__About this task__
Pick up the meditation on loss and hope after its last sentence and continue the text in the same voice.
··· Selected extract
A meditation on loss and hope
Eight-and-a-half years ago, our family was dealt the heaviest of blows, one that still weighs on our hearts. Our beloved daughter Heather left this world along with her unborn daughter. A simple strep infection attacked her blood and took her life in the space of 12 hours.
Since her death, our shredded and battered hearts have been in continuing pain. To those who expect us to have recovered from our loss by now, I freely confess that though we have learned to live with the pain – to “manage it” in some way – it has by no means gone away. As we know from others who walk this same sorrowful path, the pain will always be with us.
The fact is that Heather’s death tore a gaping hole in our hearts. It was then and continues to be the most painful experience of our lives. “You recover from a broken leg,” Jerry Sittser writes in A Grace Disguised; “you don’t recover from an amputation.” As anyone who has suffered the death of a loved one – particularly a child – knows: this is an amputation!
At times, for Heather’s mom and me, the pain has been almost unbearable. Each day is hard, with anniversaries and other significant days among the hardest. Christmas Day continues to be one of those. (The last time we saw her was Christmas a few months before she was so suddenly snatched away from us.)
And yet, ironically, it’s precisely because of Christmas that we’re able to bear the pain at all. We have hope and confidence in the midst of our unspeakable grief because of that pivotal event in history when Jesus, the Christ, the anointed Son of God, entered this broken, hurting world.
His miraculous birth, his singularly remarkable life as he walked and taught and healed along the shores of Galilee, and his intentional death on a cross changed everything – including our family’s capacity to bear the deep grief and pain of our daughter’s death. Heather’s trust was in him, and so we know that she and our granddaughter are with Jesus; she and Emily Grace are truly “home for Christmas.”
······
··· Extracted entries
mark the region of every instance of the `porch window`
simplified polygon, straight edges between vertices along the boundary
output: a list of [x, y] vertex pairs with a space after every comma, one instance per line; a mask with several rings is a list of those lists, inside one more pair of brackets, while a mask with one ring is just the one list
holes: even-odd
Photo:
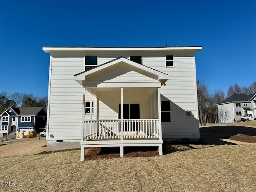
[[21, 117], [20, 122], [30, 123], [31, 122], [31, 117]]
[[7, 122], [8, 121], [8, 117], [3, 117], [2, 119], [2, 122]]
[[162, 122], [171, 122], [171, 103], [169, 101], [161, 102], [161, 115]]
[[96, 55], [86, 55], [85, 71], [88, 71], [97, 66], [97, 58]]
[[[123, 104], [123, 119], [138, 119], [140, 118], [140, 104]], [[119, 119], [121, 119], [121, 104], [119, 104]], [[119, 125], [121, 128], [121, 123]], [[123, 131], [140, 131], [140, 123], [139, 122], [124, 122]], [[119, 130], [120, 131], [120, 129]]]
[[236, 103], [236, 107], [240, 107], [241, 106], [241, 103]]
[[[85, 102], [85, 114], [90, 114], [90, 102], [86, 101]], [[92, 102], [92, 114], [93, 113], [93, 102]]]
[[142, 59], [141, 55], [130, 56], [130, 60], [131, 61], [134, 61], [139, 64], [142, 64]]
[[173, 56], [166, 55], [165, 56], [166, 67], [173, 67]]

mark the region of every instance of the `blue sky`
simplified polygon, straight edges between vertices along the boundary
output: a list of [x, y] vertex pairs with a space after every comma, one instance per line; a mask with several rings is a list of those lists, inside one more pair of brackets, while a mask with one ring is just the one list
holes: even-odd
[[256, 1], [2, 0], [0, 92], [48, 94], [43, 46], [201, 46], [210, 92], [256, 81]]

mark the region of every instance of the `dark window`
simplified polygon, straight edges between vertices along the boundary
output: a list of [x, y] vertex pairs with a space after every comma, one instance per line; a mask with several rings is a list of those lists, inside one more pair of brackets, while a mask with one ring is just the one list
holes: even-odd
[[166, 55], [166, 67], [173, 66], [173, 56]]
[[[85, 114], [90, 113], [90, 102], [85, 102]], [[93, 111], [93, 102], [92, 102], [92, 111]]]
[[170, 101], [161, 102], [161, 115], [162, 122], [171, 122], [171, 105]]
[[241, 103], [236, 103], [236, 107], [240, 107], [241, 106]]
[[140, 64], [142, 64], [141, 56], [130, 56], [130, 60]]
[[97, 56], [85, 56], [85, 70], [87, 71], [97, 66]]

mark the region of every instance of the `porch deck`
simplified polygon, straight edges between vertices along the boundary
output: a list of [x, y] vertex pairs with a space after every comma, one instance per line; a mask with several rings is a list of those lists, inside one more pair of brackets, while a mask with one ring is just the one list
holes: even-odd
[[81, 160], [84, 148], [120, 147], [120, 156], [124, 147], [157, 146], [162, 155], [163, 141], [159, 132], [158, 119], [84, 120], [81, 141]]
······
··· Extracted entries
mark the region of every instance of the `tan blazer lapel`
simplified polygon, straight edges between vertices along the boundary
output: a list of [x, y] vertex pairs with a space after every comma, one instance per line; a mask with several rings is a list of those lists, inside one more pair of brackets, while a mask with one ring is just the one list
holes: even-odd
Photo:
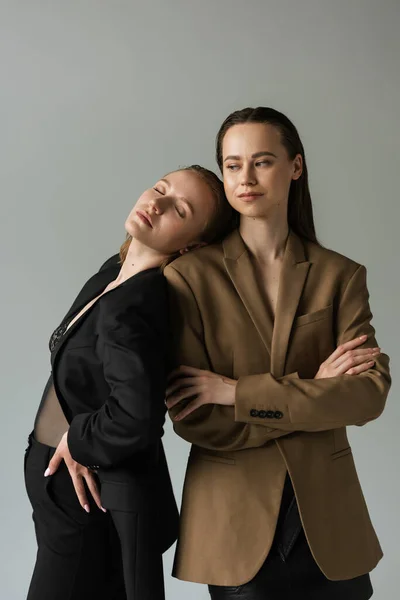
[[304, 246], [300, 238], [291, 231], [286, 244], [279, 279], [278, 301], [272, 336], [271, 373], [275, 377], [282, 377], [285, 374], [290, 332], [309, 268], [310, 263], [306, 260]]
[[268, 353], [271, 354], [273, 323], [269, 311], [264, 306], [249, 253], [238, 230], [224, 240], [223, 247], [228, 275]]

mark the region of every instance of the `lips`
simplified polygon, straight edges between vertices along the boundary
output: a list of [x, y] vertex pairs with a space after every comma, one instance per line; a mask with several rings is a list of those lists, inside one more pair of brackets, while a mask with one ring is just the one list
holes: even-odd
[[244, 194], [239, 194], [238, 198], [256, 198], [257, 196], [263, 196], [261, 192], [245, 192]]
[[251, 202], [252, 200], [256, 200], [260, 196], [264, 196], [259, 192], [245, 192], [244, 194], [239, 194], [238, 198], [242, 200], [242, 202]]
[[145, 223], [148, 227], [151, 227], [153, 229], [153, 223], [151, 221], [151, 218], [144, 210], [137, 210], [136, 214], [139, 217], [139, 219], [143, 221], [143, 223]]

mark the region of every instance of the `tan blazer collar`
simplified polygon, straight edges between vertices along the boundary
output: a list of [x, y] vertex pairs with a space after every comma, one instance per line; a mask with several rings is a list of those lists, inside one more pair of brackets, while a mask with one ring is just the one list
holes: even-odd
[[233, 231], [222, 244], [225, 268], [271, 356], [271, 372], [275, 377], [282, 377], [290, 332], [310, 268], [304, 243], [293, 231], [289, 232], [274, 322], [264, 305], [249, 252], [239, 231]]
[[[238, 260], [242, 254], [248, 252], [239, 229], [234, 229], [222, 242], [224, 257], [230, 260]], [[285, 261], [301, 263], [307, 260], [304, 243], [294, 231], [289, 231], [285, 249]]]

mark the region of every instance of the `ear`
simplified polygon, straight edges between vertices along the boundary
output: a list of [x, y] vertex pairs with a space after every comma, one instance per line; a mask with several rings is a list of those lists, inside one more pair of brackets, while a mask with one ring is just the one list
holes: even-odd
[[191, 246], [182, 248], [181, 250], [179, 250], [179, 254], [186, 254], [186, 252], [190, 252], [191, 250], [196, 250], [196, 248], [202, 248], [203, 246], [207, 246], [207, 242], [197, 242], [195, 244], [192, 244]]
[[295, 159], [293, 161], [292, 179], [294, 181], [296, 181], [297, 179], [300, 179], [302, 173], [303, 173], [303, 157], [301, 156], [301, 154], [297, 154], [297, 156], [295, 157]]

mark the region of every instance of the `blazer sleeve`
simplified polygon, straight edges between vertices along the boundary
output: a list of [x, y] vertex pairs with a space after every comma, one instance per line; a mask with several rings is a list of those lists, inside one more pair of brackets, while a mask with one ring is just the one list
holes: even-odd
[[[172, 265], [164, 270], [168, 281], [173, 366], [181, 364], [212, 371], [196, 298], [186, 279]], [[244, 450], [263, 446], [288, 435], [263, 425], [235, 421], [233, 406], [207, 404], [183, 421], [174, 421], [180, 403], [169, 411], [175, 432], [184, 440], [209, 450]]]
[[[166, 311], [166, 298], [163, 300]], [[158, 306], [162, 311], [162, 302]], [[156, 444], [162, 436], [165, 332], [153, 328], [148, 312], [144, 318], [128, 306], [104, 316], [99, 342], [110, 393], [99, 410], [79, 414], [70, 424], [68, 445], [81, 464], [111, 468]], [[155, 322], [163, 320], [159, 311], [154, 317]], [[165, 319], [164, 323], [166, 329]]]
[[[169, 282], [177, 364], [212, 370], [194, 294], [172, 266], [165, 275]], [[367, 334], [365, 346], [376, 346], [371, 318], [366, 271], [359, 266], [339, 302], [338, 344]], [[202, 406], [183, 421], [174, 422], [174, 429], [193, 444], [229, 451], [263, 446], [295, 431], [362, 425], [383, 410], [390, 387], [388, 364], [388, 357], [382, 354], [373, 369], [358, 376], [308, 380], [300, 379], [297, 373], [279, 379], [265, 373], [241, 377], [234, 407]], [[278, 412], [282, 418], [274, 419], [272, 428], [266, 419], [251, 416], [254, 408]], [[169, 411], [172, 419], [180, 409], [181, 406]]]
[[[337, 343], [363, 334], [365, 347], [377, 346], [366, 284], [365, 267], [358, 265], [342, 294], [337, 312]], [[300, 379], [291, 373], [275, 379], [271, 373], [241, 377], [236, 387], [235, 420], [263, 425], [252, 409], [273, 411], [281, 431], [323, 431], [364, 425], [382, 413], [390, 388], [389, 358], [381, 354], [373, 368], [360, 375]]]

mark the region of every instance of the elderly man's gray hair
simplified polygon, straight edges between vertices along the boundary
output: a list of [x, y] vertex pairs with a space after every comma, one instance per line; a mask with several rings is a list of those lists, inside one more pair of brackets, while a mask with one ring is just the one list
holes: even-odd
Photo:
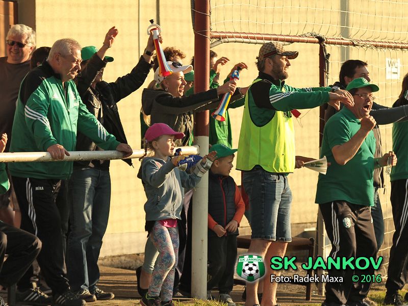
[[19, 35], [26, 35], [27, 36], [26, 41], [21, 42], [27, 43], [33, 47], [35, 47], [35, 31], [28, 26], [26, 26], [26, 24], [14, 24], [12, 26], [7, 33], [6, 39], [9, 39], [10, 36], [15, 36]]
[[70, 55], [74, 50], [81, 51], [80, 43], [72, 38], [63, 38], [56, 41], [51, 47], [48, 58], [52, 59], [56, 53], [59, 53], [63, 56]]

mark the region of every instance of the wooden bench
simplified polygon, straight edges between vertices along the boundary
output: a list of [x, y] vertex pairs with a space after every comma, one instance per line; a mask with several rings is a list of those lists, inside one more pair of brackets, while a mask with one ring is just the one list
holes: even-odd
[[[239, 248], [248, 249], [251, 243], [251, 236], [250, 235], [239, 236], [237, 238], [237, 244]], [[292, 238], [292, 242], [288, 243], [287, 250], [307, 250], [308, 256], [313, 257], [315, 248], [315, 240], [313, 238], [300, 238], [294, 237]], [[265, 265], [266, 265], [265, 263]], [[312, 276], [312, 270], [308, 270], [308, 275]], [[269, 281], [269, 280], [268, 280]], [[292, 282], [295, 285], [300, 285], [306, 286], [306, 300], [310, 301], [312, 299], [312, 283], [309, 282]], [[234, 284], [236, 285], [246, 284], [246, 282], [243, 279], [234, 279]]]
······
··· Extracted entries
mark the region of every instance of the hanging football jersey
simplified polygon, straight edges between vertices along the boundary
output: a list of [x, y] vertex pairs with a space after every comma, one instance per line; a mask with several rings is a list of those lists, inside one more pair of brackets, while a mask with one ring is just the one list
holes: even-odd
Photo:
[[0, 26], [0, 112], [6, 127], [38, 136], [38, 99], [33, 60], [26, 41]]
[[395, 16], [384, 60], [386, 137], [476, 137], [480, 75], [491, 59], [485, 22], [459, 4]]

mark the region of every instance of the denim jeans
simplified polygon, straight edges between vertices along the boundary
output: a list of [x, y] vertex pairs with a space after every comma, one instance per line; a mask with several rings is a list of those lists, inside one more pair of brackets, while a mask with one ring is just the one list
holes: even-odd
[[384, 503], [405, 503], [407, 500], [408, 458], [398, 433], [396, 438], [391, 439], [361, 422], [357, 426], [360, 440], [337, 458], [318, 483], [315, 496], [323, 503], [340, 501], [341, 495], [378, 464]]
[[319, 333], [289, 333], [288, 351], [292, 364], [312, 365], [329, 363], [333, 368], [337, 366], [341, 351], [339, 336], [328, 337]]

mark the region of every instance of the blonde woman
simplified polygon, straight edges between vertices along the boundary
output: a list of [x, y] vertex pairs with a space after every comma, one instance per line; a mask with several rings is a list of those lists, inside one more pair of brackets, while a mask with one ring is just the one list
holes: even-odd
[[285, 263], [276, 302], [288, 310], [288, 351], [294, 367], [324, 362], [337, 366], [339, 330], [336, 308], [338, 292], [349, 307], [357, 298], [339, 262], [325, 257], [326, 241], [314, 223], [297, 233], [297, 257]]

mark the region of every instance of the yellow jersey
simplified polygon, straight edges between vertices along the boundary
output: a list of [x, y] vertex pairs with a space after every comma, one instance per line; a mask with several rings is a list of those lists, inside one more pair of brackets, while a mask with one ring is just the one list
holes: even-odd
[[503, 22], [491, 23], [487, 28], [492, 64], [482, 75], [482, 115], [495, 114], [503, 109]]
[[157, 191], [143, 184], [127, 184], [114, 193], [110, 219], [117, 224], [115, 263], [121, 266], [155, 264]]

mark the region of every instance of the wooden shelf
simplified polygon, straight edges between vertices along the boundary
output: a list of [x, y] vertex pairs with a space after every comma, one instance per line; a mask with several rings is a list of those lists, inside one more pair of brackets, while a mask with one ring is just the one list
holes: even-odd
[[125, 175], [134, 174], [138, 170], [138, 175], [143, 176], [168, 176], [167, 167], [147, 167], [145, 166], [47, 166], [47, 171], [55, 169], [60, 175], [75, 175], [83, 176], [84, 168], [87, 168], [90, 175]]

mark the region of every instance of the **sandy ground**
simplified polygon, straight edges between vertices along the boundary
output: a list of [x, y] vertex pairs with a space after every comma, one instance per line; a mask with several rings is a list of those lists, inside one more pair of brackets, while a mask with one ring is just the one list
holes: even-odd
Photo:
······
__Task result__
In The Lion, the Witch, and the Wardrobe, C.S. Lewis’s fairy tale, we encounter a world that, like ours, is under a curse of death. In Narnia, we’re told, it’s “always winter but never Christmas.” That is, until Aslan, the rightful ruler and creator of Narnia, shows up.
“Aslan is on the move!” the animals whisper in excitement. The snow begins to melt, the streams begin to thaw, the birds begin to sing, and Father Christmas appears!
I love the Narnia stories because they resonate with the truth of the greatest love story of all time: that Jesus Christ, the rightful ruler and creator of this world, God-in-the-flesh, has burst on the scene, and broken the curse. And that is where I place my confidence again this Christmas and every day in between.
There’s no denying it – Christmas will again be tough. But I wouldn’t want to face this world without it because his coming makes all the difference! And I know that one day the winter will be past and I too will be “home for Christmas.”
—Paul Robinson served as senior pastor at Port Rowan (Ont.) MB Church (2008–2013).